* [Problem to work on] Render every line of the items below as a JSON list of strings, one string per line, omitting any blank lines.

* [Task inputs]

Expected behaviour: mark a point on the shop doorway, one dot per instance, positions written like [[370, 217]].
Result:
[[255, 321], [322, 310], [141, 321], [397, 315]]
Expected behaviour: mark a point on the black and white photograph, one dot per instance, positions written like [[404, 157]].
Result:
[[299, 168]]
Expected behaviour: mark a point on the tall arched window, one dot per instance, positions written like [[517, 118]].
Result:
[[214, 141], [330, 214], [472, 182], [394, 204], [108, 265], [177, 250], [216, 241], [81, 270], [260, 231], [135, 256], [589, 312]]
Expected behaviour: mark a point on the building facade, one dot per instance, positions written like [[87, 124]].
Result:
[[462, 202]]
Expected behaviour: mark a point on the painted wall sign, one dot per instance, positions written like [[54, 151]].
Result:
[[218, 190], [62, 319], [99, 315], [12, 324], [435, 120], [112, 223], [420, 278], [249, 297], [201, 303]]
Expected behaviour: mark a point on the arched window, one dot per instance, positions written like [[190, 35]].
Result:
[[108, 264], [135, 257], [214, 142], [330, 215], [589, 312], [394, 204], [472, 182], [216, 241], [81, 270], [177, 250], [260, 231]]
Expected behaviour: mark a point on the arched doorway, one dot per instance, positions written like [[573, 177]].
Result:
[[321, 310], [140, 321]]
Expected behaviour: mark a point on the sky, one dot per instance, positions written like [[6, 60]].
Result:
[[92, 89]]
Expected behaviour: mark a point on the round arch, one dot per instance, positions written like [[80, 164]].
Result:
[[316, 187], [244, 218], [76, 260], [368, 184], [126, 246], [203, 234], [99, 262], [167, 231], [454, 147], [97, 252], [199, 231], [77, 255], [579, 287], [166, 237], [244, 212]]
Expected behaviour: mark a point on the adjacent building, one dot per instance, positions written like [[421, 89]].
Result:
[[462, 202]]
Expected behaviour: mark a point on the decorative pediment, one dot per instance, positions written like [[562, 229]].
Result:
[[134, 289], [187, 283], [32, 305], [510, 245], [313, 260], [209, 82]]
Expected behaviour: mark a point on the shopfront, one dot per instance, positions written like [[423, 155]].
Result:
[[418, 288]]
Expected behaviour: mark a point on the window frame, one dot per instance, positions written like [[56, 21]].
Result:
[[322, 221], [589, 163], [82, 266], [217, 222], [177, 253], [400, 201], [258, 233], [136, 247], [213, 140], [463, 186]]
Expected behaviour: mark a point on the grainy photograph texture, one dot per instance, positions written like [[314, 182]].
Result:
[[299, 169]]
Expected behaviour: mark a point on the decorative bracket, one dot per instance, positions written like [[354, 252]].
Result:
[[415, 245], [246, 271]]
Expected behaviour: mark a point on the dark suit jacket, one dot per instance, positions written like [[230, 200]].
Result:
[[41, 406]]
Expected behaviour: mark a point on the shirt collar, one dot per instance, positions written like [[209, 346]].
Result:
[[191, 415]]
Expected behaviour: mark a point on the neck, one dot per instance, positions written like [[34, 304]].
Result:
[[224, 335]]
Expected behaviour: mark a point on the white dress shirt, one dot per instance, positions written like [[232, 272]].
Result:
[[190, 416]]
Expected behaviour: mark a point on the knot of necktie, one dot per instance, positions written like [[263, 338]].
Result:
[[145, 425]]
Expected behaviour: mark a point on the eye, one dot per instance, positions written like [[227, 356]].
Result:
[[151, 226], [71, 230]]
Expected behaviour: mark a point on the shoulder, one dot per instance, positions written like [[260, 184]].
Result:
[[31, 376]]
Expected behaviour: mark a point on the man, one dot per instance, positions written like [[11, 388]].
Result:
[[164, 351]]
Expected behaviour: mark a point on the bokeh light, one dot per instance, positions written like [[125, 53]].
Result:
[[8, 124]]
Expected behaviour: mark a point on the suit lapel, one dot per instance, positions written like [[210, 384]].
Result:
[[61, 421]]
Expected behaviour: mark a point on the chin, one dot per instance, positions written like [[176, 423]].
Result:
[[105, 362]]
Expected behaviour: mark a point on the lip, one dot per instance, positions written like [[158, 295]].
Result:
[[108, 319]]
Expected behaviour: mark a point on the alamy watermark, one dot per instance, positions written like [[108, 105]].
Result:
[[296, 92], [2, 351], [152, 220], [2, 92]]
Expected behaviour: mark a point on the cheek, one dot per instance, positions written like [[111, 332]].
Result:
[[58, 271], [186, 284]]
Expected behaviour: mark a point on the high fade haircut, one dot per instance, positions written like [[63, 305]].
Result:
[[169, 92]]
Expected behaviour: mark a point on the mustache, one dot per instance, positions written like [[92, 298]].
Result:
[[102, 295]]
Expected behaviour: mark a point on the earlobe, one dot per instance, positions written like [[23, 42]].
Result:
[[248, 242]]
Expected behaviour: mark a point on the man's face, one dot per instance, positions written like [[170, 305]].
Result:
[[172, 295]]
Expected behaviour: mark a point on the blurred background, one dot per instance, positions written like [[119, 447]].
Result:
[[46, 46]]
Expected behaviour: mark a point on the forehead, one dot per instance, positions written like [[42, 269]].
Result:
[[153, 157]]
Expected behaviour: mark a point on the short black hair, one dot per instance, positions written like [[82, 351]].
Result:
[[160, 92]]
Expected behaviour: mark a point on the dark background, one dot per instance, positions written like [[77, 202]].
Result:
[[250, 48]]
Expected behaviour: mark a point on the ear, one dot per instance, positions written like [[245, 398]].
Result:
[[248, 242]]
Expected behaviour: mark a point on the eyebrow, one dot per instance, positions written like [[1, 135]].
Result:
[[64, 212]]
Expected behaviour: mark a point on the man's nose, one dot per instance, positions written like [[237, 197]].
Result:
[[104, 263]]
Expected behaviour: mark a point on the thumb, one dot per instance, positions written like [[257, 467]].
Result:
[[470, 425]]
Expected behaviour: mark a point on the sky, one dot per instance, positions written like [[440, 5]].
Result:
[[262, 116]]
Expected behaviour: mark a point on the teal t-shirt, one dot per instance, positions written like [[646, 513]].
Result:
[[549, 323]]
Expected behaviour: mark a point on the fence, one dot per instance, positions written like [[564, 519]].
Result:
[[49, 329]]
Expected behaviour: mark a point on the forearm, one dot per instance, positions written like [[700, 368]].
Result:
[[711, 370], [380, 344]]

* [Exercise solution]
[
  "Expected behaviour: mark a point on the shop doorway, one dot per instance, positions written like [[370, 217]].",
  "Result:",
  "[[255, 321], [322, 310], [141, 321], [397, 315]]",
  "Expected behaviour: mark a point on the black and white photograph, one dot per instance, positions written like [[404, 157]].",
  "Result:",
  "[[299, 168]]",
  "Expected behaviour: mark a point on the tall arched window, one dot per instance, positions written like [[517, 118]].",
  "Result:",
  "[[214, 141], [330, 214], [472, 182], [394, 204], [108, 265], [177, 250], [216, 241], [81, 270], [260, 231], [135, 256], [589, 312]]",
  "Expected behaviour: mark a point on the building facade, one dot per instance, positions written like [[87, 124]].",
  "Result:",
  "[[462, 202]]",
  "Expected behaviour: mark a point on the painted wall sign, one dot per instance, positions written like [[54, 151]].",
  "Result:",
  "[[218, 190], [62, 319], [99, 315], [12, 324], [435, 120], [112, 223], [420, 278], [249, 297], [201, 303]]",
  "Expected behaviour: mark a point on the arched window, one dot per instance, positions written like [[190, 35]].",
  "Result:",
  "[[108, 264], [135, 257], [214, 142], [330, 215], [589, 312], [394, 204], [472, 182], [216, 241], [81, 270], [177, 250], [260, 231]]",
  "Expected behaviour: mark a point on the arched doorway, one dot per instance, positions written like [[573, 177]].",
  "Result:",
  "[[321, 310], [140, 321]]",
  "Expected behaviour: mark a point on the sky, one dot per instance, positions written like [[6, 60]].",
  "Result:",
  "[[92, 89]]",
  "Expected behaviour: mark a point on the round arch, one dot per instance, positions written like [[80, 164]].",
  "Result:",
  "[[316, 187], [244, 218], [76, 260], [368, 184], [126, 246], [203, 234], [99, 262], [167, 231], [454, 147], [97, 252], [199, 231], [77, 255], [579, 287], [166, 237], [244, 212]]",
  "Expected behaviour: mark a point on the adjacent building, one dot per instance, positions written like [[421, 89]].",
  "Result:",
  "[[462, 202]]",
  "Expected behaviour: mark a point on the decorative pediment, one dot per instance, positions written like [[562, 229]].",
  "Result:",
  "[[134, 289], [187, 283], [32, 305], [510, 245], [313, 260], [209, 82]]",
  "Expected behaviour: mark a point on the shopfront, one dot per instance, positions written like [[423, 155]].",
  "Result:",
  "[[418, 288]]",
  "Expected behaviour: mark a point on the window frame, one dot per instance, positions written like [[56, 21]].",
  "Result:",
  "[[322, 221], [589, 163], [82, 266], [217, 222], [177, 253], [400, 201], [258, 233], [136, 247], [213, 140], [463, 186]]",
  "Expected behaviour: mark a point on the grainy photograph texture, one dot per instance, positions written like [[314, 182]].",
  "Result:",
  "[[299, 169]]",
  "Expected behaviour: mark a point on the decorative bracket, one dot per instance, positions written like [[354, 252]].",
  "Result:",
  "[[415, 245], [246, 271]]",
  "Expected behaviour: mark a point on the dark suit jacket, one dot per instance, positions written like [[230, 200]].",
  "Result:",
  "[[41, 406]]",
  "Expected behaviour: mark a point on the shirt collar, one dot per instance, positions written like [[209, 346]].",
  "Result:",
  "[[191, 415]]",
  "Expected behaviour: mark a point on the neck, one dot per instance, positions written like [[34, 304]].",
  "Result:",
  "[[224, 335]]",
  "Expected behaviour: mark a point on the white dress shirt, one dot per instance, positions written like [[232, 272]].",
  "Result:",
  "[[190, 416]]",
  "Expected behaviour: mark a point on the knot of necktie, one dot per instance, positions written like [[263, 338]].",
  "Result:",
  "[[145, 425]]",
  "Expected behaviour: mark a point on the eye, one dot per instance, positions written like [[227, 356]].",
  "Result:",
  "[[151, 226], [71, 230]]",
  "Expected behaviour: mark a point on the shoulder, one dot per instance, positions written like [[260, 184]].",
  "Result:",
  "[[31, 376]]",
  "Expected behaviour: mark a point on the man, one dot per instance, positions written like [[11, 388]].",
  "Result:",
  "[[164, 351]]",
  "Expected behaviour: mark a point on the bokeh light, one dot per instance, positions written like [[125, 53]].",
  "Result:",
  "[[8, 124]]",
  "Expected behaviour: mark a point on the suit lapel, one dot per instance, positions written like [[210, 384]].",
  "Result:",
  "[[61, 421]]",
  "Expected behaviour: mark a point on the chin, one dot per instance, positions written like [[176, 423]].",
  "Result:",
  "[[105, 362]]",
  "Expected behaviour: mark a point on the lip, one dot per instance, positions written like [[158, 295]].",
  "Result:",
  "[[108, 319]]",
  "Expected behaviour: mark a point on the alamy watermark, one dot per instance, positions written like [[108, 105]].",
  "Result:",
  "[[296, 92], [2, 351], [152, 220], [2, 92]]",
  "Expected behaviour: mark a point on the cheek, one dot per instance, positions written like [[111, 332]].",
  "Result:",
  "[[58, 271], [186, 284]]",
  "Expected behaviour: mark a point on the high fade haircut, one dot per instance, positions written like [[63, 305]].",
  "Result:",
  "[[169, 92]]",
  "Expected behaviour: mark a point on the mustache, one dot per instance, positions written like [[92, 298]].",
  "Result:",
  "[[102, 295]]",
  "Expected behaviour: mark a point on the earlobe, one dot per instance, positions written like [[23, 42]].",
  "Result:",
  "[[248, 242]]",
  "Expected behaviour: mark a point on the man's face, one dot per instance, positions written like [[170, 305]].",
  "Result:",
  "[[172, 295]]",
  "Expected behaviour: mark a point on the blurred background, one dot per instance, positions written like [[119, 447]].",
  "Result:",
  "[[46, 46]]",
  "Expected behaviour: mark a point on the forehead, one dot per instance, positions written like [[42, 269]].",
  "Result:",
  "[[153, 157]]",
  "Expected behaviour: mark a point on the short black hair, one dot per instance, positions written like [[82, 351]].",
  "Result:",
  "[[160, 92]]",
  "Expected behaviour: mark a point on the dark background, one dot per instance, positions written like [[77, 202]].",
  "Result:",
  "[[250, 48]]",
  "Expected behaviour: mark a point on the ear, one dot per instance, positions written like [[245, 398]].",
  "Result:",
  "[[248, 242]]",
  "Expected behaviour: mark a point on the eyebrow, one dot per instance, positions written like [[1, 135]].",
  "Result:",
  "[[64, 212]]",
  "Expected behaviour: mark a point on the man's nose, one dot per instance, positions written like [[237, 197]].",
  "Result:",
  "[[104, 263]]",
  "Expected behaviour: mark a point on the thumb, one dot per instance, positions written like [[257, 467]].",
  "Result:",
  "[[470, 425]]",
  "Expected behaviour: mark a point on the sky, one dot per instance, positions written like [[440, 5]].",
  "Result:",
  "[[262, 116]]",
  "Expected behaviour: mark a point on the teal t-shirt, one dot per instance, positions written like [[646, 513]].",
  "Result:",
  "[[549, 323]]",
  "Expected behaviour: mark a point on the fence, one dot per instance, positions written like [[564, 519]].",
  "Result:",
  "[[49, 329]]",
  "Expected behaviour: mark a point on the forearm, one dot per instance, positions written like [[700, 368]].",
  "Result:",
  "[[711, 370], [380, 344]]"
]